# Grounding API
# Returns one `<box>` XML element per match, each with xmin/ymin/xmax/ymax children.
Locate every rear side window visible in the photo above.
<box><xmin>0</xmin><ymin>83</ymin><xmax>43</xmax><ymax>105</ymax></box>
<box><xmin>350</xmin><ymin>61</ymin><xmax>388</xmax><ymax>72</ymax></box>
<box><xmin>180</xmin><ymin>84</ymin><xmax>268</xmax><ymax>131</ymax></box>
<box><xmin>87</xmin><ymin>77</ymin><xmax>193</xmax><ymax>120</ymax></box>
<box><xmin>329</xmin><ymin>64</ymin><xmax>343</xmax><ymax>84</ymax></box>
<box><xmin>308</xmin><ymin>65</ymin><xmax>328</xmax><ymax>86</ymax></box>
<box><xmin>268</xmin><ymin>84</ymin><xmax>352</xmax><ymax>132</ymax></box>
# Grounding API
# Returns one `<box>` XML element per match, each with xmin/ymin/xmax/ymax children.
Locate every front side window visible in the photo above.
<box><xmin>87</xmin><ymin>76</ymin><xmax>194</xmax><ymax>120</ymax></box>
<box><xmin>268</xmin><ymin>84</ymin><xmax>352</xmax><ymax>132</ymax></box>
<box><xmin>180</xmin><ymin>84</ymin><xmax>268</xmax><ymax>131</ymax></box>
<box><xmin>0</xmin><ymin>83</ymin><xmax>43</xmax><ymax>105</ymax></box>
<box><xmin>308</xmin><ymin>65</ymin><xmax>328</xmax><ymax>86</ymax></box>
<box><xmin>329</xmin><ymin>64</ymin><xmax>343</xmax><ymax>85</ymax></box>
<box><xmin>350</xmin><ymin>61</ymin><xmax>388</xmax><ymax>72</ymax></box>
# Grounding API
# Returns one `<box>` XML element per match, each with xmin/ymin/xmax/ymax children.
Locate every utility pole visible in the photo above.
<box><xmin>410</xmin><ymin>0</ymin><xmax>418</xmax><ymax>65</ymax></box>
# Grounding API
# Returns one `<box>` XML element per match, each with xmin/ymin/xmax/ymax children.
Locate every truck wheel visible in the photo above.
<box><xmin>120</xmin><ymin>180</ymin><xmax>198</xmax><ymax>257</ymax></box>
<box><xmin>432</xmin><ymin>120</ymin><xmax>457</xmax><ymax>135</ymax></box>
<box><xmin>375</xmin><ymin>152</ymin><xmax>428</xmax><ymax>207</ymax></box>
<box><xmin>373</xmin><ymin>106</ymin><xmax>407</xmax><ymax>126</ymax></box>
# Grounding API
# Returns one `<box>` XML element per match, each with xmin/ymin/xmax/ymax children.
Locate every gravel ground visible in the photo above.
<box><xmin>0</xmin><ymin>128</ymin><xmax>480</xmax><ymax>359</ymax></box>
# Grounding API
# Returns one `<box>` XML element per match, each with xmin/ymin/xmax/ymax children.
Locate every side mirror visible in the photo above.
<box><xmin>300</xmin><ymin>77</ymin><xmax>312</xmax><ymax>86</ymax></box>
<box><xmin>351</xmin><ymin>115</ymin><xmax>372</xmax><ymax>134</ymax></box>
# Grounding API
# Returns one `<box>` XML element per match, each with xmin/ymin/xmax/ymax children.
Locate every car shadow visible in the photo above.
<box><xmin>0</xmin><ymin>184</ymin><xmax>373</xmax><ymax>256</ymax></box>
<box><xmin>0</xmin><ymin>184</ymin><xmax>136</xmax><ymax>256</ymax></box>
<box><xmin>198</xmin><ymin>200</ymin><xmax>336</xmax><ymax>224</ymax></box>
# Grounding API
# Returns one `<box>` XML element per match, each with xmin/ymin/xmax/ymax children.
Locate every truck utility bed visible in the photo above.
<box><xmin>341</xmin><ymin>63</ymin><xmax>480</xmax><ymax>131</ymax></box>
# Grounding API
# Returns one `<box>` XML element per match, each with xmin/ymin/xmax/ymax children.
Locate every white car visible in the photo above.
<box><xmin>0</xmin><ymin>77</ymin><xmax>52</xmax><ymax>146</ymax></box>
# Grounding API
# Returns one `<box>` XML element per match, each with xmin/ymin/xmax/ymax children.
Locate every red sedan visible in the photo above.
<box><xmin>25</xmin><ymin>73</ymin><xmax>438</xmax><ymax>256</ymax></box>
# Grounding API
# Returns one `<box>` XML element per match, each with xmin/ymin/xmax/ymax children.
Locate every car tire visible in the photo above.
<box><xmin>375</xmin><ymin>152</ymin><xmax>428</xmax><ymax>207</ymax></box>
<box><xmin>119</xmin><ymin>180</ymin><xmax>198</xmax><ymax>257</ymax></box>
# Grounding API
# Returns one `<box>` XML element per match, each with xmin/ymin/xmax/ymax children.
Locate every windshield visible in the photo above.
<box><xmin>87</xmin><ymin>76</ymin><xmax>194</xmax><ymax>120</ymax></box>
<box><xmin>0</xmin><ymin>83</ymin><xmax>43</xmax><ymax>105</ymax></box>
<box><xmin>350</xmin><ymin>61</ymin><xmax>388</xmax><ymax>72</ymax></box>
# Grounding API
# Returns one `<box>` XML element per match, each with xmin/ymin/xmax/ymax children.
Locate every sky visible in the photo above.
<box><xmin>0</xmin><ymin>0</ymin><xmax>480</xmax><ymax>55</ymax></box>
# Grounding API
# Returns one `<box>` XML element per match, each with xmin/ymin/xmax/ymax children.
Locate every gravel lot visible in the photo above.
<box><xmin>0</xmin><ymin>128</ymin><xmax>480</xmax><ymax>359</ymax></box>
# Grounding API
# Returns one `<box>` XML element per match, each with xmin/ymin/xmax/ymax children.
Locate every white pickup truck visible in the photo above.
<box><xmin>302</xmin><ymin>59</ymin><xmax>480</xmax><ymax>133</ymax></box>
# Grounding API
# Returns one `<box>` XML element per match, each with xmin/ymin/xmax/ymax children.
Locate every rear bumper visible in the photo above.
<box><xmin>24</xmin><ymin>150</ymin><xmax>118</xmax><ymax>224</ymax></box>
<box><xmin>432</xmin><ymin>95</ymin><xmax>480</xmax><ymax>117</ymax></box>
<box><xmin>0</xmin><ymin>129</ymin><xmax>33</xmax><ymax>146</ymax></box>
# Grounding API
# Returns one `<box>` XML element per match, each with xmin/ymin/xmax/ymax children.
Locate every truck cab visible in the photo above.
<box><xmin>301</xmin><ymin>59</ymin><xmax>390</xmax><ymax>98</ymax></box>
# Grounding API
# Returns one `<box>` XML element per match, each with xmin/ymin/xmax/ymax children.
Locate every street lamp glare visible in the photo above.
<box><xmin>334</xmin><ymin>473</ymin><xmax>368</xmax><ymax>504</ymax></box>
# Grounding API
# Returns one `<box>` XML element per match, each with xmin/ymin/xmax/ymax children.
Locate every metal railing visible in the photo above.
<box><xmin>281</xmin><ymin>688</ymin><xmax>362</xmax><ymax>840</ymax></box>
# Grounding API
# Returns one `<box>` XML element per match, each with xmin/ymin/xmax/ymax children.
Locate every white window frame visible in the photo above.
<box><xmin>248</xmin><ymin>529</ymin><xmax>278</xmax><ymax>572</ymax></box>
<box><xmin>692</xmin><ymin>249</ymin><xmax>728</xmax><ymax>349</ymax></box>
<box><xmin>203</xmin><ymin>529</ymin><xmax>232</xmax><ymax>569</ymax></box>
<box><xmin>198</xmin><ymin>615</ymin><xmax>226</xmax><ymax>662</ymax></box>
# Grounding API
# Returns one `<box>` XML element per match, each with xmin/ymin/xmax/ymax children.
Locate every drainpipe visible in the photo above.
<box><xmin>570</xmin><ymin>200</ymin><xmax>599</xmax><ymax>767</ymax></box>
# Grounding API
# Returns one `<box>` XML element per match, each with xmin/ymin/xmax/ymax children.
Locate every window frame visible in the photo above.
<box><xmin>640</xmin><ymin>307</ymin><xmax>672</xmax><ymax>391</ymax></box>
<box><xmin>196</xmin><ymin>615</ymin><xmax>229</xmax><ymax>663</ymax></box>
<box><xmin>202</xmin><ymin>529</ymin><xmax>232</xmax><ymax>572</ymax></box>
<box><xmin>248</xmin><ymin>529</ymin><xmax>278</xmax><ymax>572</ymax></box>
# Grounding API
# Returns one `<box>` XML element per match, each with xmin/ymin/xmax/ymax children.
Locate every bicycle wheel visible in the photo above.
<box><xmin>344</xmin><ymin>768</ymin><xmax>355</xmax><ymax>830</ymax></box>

*WORK INSTRUCTIONS*.
Gather every line of the records above that contains the string "frame", matching case exactly.

*FULL SOLUTION*.
Locate every white window frame visible in the photo above.
Locate every window frame visible in the photo above.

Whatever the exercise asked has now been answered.